(EXERCISE AIM):
Select every line containing the word "double" from the material, and copy those lines.

###

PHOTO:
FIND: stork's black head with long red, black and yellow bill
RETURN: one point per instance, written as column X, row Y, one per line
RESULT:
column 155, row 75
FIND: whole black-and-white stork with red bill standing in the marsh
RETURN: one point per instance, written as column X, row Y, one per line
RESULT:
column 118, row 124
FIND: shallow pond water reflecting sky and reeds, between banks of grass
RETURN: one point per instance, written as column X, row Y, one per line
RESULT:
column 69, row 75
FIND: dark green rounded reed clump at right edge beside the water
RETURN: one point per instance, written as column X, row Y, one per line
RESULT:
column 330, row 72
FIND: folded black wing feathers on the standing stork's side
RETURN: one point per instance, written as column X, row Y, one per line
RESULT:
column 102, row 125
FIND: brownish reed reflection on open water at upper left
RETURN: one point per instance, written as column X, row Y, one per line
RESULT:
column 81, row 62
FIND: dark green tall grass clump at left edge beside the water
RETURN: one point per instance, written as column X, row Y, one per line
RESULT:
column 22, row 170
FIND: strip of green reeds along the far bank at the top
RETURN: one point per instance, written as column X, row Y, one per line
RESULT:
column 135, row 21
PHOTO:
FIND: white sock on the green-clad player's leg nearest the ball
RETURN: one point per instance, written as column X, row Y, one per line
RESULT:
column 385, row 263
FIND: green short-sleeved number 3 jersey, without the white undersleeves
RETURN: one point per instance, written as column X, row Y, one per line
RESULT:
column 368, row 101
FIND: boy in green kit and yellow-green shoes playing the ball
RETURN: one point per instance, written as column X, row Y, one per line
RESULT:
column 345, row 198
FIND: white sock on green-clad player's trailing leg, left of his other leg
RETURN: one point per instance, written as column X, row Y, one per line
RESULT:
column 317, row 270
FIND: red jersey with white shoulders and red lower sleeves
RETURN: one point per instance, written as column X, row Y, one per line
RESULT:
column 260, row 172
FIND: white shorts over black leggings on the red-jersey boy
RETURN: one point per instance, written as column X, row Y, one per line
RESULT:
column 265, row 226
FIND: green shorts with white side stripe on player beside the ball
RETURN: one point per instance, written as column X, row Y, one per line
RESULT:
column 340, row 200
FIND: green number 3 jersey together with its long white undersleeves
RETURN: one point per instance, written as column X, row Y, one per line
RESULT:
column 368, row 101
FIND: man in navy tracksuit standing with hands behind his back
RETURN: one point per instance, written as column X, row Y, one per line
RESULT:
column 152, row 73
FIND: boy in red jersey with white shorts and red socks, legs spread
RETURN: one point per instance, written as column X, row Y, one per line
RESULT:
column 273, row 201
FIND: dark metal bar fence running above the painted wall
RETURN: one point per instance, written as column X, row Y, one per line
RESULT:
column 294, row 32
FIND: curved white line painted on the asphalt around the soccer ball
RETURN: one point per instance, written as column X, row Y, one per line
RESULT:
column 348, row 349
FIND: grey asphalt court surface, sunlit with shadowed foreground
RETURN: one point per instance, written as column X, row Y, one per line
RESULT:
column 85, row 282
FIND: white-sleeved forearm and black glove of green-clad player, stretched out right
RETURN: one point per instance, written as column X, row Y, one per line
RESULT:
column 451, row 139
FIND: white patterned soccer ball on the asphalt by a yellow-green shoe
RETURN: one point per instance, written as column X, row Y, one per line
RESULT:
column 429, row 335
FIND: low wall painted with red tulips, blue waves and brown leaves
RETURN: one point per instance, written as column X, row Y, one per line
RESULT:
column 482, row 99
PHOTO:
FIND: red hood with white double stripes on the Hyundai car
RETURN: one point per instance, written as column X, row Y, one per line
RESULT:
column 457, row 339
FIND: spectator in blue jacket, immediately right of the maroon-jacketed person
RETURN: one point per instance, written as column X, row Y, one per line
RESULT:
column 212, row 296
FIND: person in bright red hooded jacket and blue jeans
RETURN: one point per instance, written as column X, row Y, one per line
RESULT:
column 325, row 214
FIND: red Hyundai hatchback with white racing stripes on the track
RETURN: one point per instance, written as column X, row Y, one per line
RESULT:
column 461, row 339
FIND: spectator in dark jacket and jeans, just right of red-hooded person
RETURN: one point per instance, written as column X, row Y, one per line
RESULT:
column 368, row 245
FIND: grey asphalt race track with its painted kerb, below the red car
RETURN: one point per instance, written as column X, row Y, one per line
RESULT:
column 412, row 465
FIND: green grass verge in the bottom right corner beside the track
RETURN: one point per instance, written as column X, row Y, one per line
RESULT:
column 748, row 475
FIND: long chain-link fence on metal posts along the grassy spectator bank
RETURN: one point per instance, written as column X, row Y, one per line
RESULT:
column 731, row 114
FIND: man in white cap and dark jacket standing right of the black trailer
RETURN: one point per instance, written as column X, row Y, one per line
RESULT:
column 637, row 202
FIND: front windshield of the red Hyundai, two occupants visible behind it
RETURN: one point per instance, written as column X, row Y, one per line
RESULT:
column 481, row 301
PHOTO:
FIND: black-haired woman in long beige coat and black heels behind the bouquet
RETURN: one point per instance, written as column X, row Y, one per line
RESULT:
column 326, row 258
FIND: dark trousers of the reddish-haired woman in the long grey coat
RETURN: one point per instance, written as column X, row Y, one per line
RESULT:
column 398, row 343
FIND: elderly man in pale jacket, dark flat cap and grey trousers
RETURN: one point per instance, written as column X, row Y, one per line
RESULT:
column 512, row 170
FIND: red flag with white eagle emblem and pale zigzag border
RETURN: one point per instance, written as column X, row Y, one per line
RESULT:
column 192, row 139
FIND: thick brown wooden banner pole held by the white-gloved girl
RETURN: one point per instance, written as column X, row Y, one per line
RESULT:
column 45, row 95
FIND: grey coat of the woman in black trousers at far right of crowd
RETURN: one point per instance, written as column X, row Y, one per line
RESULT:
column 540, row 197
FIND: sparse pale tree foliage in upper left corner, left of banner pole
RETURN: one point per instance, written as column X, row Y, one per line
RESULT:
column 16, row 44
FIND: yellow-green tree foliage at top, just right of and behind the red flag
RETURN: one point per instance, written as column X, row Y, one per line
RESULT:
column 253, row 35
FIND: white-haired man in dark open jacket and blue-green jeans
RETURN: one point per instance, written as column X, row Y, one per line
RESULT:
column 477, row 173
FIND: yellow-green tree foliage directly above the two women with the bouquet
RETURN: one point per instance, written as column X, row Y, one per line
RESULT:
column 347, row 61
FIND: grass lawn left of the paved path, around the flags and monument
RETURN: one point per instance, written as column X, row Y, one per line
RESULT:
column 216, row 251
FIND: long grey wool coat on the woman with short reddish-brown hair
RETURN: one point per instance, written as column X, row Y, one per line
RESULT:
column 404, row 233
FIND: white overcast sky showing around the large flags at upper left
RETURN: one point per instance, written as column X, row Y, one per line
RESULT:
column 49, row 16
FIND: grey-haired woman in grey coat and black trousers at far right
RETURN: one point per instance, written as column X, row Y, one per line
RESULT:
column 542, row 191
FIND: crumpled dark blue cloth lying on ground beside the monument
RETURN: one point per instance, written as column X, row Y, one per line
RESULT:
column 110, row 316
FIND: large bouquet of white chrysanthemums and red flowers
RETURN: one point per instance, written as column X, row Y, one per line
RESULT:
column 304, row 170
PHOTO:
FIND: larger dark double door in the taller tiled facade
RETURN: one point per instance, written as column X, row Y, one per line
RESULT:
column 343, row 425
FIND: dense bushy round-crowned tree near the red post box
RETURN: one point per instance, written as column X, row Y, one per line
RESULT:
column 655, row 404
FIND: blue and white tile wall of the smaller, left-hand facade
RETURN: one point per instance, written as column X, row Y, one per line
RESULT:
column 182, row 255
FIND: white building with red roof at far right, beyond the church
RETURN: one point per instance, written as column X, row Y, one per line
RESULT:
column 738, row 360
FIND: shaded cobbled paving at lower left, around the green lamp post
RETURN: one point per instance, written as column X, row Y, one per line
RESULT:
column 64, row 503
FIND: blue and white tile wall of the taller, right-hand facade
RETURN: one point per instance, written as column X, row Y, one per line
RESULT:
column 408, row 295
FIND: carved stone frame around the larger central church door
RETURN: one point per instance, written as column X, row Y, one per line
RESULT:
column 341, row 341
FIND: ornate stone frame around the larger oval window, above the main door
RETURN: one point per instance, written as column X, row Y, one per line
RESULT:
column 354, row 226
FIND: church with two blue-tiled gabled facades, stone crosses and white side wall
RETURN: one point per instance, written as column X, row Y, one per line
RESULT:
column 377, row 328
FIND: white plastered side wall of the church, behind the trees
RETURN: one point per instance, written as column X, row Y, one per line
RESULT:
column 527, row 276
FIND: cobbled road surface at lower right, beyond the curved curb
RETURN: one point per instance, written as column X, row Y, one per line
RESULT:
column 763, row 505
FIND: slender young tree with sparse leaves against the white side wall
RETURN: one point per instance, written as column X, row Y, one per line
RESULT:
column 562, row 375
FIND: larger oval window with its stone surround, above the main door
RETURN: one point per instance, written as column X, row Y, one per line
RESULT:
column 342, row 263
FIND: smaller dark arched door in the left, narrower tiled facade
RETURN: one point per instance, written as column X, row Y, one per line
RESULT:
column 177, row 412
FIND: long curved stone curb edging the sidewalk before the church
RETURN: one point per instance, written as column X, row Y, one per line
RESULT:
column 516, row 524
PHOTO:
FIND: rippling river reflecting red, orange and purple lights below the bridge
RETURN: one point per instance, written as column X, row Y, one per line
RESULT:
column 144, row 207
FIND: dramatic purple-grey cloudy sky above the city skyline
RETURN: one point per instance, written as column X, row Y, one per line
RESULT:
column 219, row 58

###

(RESULT FOR THIS EXERCISE):
FIND: red hood with white double stripes on the Hyundai car
FIND: larger dark double door in the taller tiled facade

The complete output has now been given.